Exactly as they stand, set down all of the records again.
== Segment start ==
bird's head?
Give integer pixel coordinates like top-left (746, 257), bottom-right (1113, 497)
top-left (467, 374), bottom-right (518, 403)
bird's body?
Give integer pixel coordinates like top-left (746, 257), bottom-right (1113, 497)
== Segment end ==
| EXERCISE SOLUTION |
bird's head?
Give integer pixel coordinates like top-left (746, 257), bottom-right (1113, 497)
top-left (467, 374), bottom-right (518, 403)
bird's body?
Give integer pixel coordinates like top-left (746, 257), bottom-right (1113, 497)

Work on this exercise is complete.